◆ **Required work**: Extract each of the lines below verbatim, in full and in their original order. Omit the pictures from your reproduction.

**** Task inputs ****

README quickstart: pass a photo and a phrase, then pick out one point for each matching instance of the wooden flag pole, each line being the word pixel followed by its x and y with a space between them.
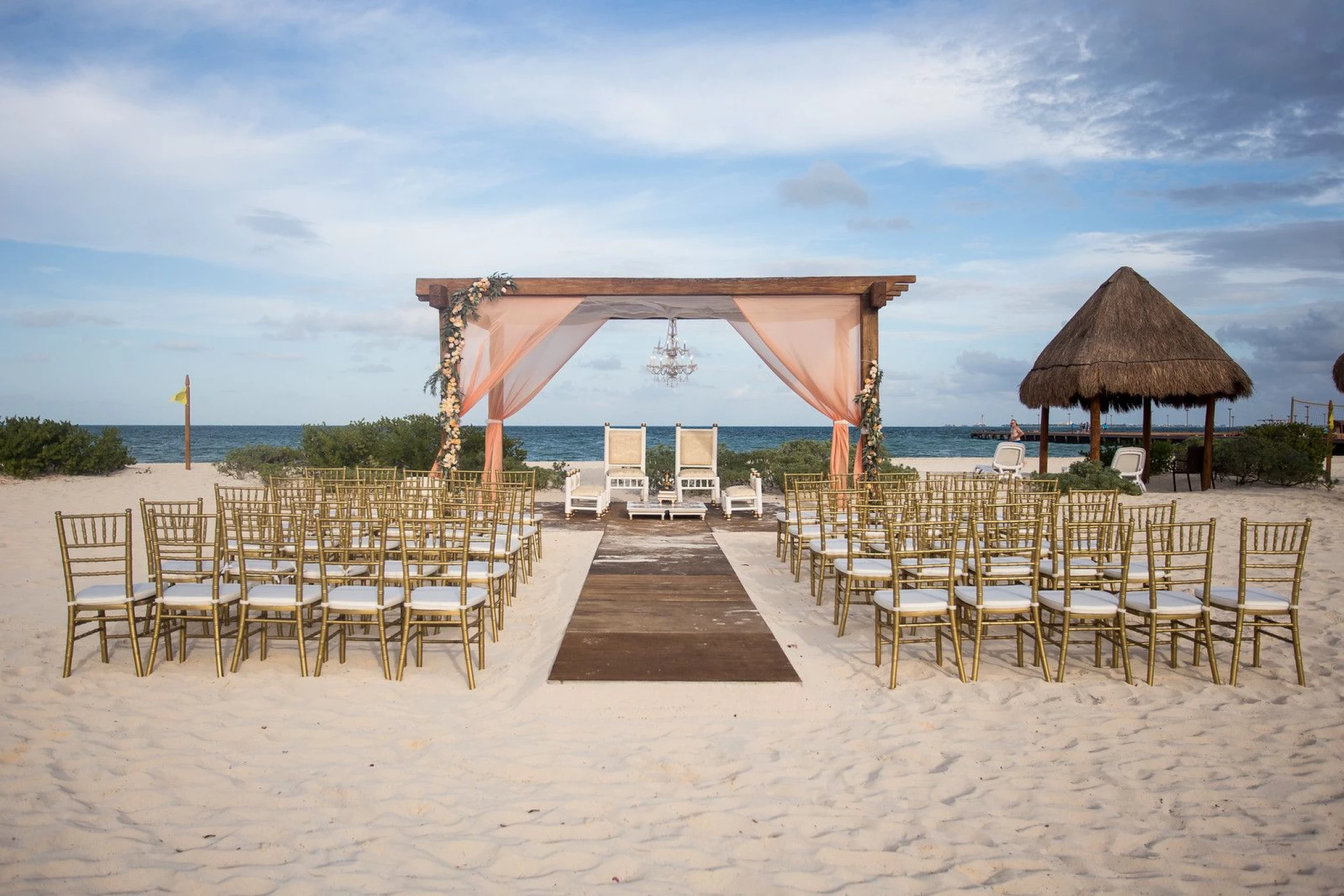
pixel 187 422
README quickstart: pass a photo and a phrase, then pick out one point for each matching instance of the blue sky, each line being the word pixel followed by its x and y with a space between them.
pixel 248 191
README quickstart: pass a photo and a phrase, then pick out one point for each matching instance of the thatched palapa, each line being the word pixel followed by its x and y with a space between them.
pixel 1129 343
pixel 1128 347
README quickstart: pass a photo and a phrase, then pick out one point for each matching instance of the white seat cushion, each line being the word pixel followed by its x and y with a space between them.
pixel 913 601
pixel 864 567
pixel 438 598
pixel 1257 599
pixel 393 570
pixel 362 598
pixel 831 547
pixel 1085 604
pixel 283 595
pixel 1169 604
pixel 109 595
pixel 197 593
pixel 997 598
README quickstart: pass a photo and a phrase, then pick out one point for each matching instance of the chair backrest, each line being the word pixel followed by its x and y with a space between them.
pixel 1010 456
pixel 624 446
pixel 697 448
pixel 1180 558
pixel 1273 554
pixel 1128 461
pixel 94 546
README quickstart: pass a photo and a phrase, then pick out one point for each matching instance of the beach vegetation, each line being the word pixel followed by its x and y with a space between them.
pixel 1284 455
pixel 262 461
pixel 31 446
pixel 1092 476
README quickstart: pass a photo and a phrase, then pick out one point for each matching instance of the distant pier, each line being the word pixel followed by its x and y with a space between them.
pixel 1083 437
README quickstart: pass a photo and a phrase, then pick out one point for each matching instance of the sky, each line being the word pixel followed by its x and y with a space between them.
pixel 247 191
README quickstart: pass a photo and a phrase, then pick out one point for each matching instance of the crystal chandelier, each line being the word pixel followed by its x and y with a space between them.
pixel 671 362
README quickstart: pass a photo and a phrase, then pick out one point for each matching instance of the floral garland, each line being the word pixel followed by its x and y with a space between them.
pixel 464 305
pixel 870 420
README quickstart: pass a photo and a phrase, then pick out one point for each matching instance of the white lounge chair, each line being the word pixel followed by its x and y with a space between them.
pixel 1008 460
pixel 742 497
pixel 697 461
pixel 624 460
pixel 582 497
pixel 1129 464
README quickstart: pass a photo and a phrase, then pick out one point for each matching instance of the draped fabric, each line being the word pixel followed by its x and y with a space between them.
pixel 812 345
pixel 511 352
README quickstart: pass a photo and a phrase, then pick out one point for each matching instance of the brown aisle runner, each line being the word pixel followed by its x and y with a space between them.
pixel 663 604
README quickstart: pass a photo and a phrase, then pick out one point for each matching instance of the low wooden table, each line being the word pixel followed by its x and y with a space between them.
pixel 666 511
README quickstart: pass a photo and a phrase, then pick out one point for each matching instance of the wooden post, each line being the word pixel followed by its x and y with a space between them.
pixel 1329 438
pixel 1045 438
pixel 187 422
pixel 1206 476
pixel 1148 436
pixel 1096 430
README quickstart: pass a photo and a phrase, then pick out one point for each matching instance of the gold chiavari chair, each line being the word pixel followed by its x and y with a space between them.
pixel 440 594
pixel 866 565
pixel 831 542
pixel 189 548
pixel 1269 585
pixel 1082 602
pixel 789 516
pixel 1002 582
pixel 1172 598
pixel 355 593
pixel 1148 520
pixel 97 562
pixel 922 593
pixel 276 601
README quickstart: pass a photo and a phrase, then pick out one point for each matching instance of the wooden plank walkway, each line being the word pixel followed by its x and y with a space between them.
pixel 663 604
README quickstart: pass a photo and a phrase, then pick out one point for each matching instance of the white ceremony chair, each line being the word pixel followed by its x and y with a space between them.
pixel 1129 464
pixel 742 497
pixel 624 459
pixel 582 497
pixel 697 461
pixel 1008 460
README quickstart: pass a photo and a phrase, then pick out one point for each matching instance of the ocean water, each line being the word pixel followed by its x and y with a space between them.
pixel 164 444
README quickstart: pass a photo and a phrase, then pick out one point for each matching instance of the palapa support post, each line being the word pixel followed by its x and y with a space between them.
pixel 1148 436
pixel 1096 430
pixel 1206 476
pixel 1045 438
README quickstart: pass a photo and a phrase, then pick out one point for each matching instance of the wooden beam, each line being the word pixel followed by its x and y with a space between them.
pixel 613 287
pixel 1096 430
pixel 1045 439
pixel 1206 474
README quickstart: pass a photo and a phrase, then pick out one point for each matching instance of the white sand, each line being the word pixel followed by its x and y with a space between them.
pixel 262 782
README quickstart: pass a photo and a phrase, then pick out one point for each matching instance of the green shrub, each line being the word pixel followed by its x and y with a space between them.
pixel 1276 453
pixel 32 446
pixel 262 461
pixel 1090 474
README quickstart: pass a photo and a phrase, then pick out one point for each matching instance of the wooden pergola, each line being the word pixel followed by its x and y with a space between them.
pixel 874 292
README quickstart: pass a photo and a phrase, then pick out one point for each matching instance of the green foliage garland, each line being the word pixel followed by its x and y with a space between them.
pixel 464 305
pixel 870 420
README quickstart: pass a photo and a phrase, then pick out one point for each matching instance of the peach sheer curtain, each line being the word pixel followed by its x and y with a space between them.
pixel 812 345
pixel 511 352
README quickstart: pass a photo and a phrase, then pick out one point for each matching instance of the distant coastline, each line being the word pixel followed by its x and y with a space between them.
pixel 209 444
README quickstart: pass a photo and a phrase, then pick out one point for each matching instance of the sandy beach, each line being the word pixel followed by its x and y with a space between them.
pixel 264 782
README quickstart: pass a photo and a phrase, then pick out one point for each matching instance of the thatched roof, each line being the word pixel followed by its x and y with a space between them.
pixel 1129 343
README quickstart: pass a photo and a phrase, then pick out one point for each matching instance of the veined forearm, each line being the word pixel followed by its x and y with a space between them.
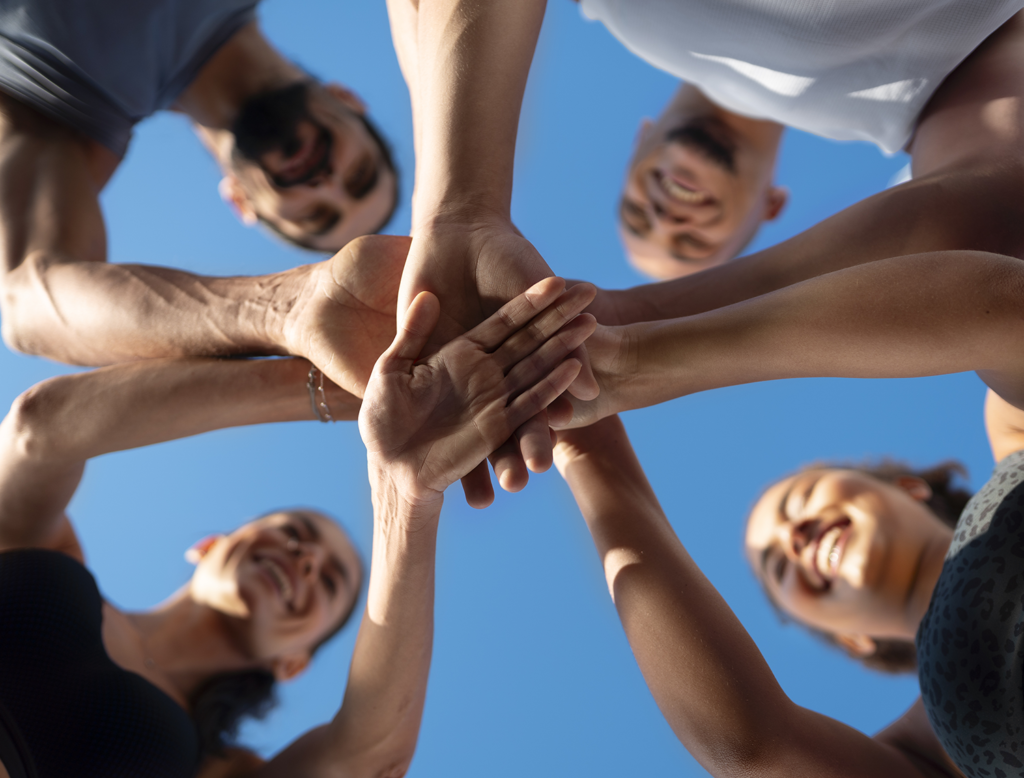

****

◆ **Answer to the task**:
README quickstart: pass a photo and a phrase, then pick out one point for each matching instance of the wooden flag pole, each line being the word pixel followed by its x and y with a space between them.
pixel 187 422
README quickstart: pass a photo and a phrase, then pick out one point for each matching instance of the blue sky, each line being the word pixel followed by its x and y with a space between them.
pixel 248 191
README quickstart: pass a photo and a phrase, then pick out one point for each matching instance of the thatched palapa, each line being the word pixel followed by its x and y with a space between them.
pixel 1129 343
pixel 1128 347
README quickstart: pass a photo and a phrase, then pick out one point for each matching instance of the white seat cushion, each line being the word pixel followed by its x and y with a space between them.
pixel 913 601
pixel 864 567
pixel 438 598
pixel 1257 599
pixel 393 570
pixel 362 598
pixel 831 547
pixel 1085 604
pixel 283 595
pixel 1169 604
pixel 109 595
pixel 197 593
pixel 997 598
README quickstart: pass a photo and a phrase, then pick out one point for each matching instance of the chair backrest, each line being the word pixel followed by its x and y with a space between them.
pixel 1010 456
pixel 624 446
pixel 697 448
pixel 1180 558
pixel 1273 554
pixel 1128 461
pixel 94 546
README quickstart: pass a photo and a phrase, then pick out one point for each matching instance of the beach vegetation, each line being the word pixel followed by its x and y with a space between them.
pixel 1284 455
pixel 262 461
pixel 31 446
pixel 1092 476
README quickstart: pass a photo and a phrase, then pick out one point for each matching instance of the distant pier, each line being the word pixel followed by its x and y with a space between them.
pixel 1083 437
README quickstart: pass a photo and a phrase, then pick out one point for each matching instance of the sky, each line being the word pixel followed by its x and y with a space between them.
pixel 247 191
README quickstart: pass a photo and a phrase, then pick out one point for each matching instance of the crystal chandelier, each line being the word pixel followed by its x and y with a space between them.
pixel 671 362
README quickstart: pass a photo and a phrase, then pick out one point for each matching instance of the floral garland, each line being the word pixel followed by its x and y with a space between them.
pixel 464 305
pixel 870 420
README quickstart: pass a photo and a phrase, then pick out one point for each matching instance of the white lounge chair, each line being the word pixel followed by its x and y with a space between them.
pixel 1008 460
pixel 742 497
pixel 697 461
pixel 624 460
pixel 582 497
pixel 1129 464
README quickstart: pass a photo and a phrase, then pick out one point for each matching instance of the draped fabric, each line being the word pixel followed by its x and y with a space between them.
pixel 812 345
pixel 511 352
README quickstart: pass a photo and a phrase, then pick out one point for each matching instance of the brown aisle runner, each line being the word pixel followed by its x and y with a space between them.
pixel 663 604
README quickstart: pass a photo and a phrase, then pick out one point for each matching instance of the low wooden table, each line being the word pixel followed by its x and y with a space between them.
pixel 666 511
README quickstart: pass a photo and a phrase, then pick out one point for each matching instance of the wooden post, each line being the word pixel followed by its x and y with a space between them.
pixel 1329 438
pixel 1045 438
pixel 187 422
pixel 1206 476
pixel 1148 436
pixel 1096 430
README quickstart: pass a photo and a phrase, then pick out one point for each matching instance of the gold chiavari chair, each line being the word pixel followed by its x and y with a space between them.
pixel 440 594
pixel 866 565
pixel 831 542
pixel 189 548
pixel 1269 585
pixel 1082 602
pixel 789 516
pixel 1002 582
pixel 1172 598
pixel 355 593
pixel 1148 520
pixel 97 562
pixel 922 593
pixel 276 601
README quickstart: pass a photo and a phrase, then pick out one point for each matching instance of the wooden plank walkway, each line being the word pixel followed by its x and y with a space between them.
pixel 663 604
README quickstart: pass a photo and a phrase, then pick out one point for each matching instance of the white ceremony chair, each line being the word pixel followed by its x and y with a space between them.
pixel 1129 464
pixel 742 497
pixel 624 459
pixel 582 497
pixel 697 461
pixel 1008 460
README quickstart: pass a photo and a phrase, then pick out one point for each matching instance of the ocean water, each line being the word pixel followed by its x and y with a space between them.
pixel 164 444
README quickstart: pass a photo and a phrase, then pick out one point for each matching instance of the palapa support post, each line being the word pixel followed by its x and y with a space between them.
pixel 1148 436
pixel 1096 430
pixel 1206 476
pixel 1045 438
README quickstart: pass a photo and a phrase, then pick out one point for each matching instance of the wooden beam, each line being the word pixel followed by its x and y with a space between them.
pixel 613 287
pixel 1096 430
pixel 1045 439
pixel 1206 474
README quickstart: pass a photo and a phrase, then pick out one point for each matching instance of the white sand, each line being the word pixel followed by its x and y with a space between them.
pixel 262 782
README quickstart: pass a photo and a phrase, then pick out one point for each matching instance of the green shrub, each line being the word pixel followed by its x and y with a space between them.
pixel 1276 453
pixel 32 446
pixel 262 461
pixel 1090 474
README quickstart: pass a photo and a phrase, then pick out one point for each matching instance of the wooden pergola, each line being the word pixel followed by its x and y with a space between them.
pixel 874 292
README quickstart: pass a photo and a phrase, then pick out one point for each matching instance of the green foliage garland, each line being the word pixel followed by its x and y with a space between them.
pixel 464 305
pixel 870 420
README quickstart: pass a photo and a phrase, then pick out one point for each matching instance of the peach sheer curtain, each line being the word pixel followed by its x and y with a space between them.
pixel 812 345
pixel 511 352
README quickstart: pass a photo and a phrase, then pick out one point for each matching instance of the distant coastline, each line being the word pixel followed by its x and y with a space between them.
pixel 209 444
README quickstart: pass a photo and a phrase, then pick out one point for each matching instance of the sandy beach, each line being the word pixel followed by its x and y with a space between them.
pixel 264 782
README quickstart: pass a photo and a phrase, then pick out one point for each matching instance of the thatched roof, each line being the word pixel followed by its x and y with a space between them.
pixel 1129 343
README quickstart: pass a photo and a phrase, then pick out one point for each matching instance of the veined forearm, each line being the word pixel followed by its x and y with a space between them.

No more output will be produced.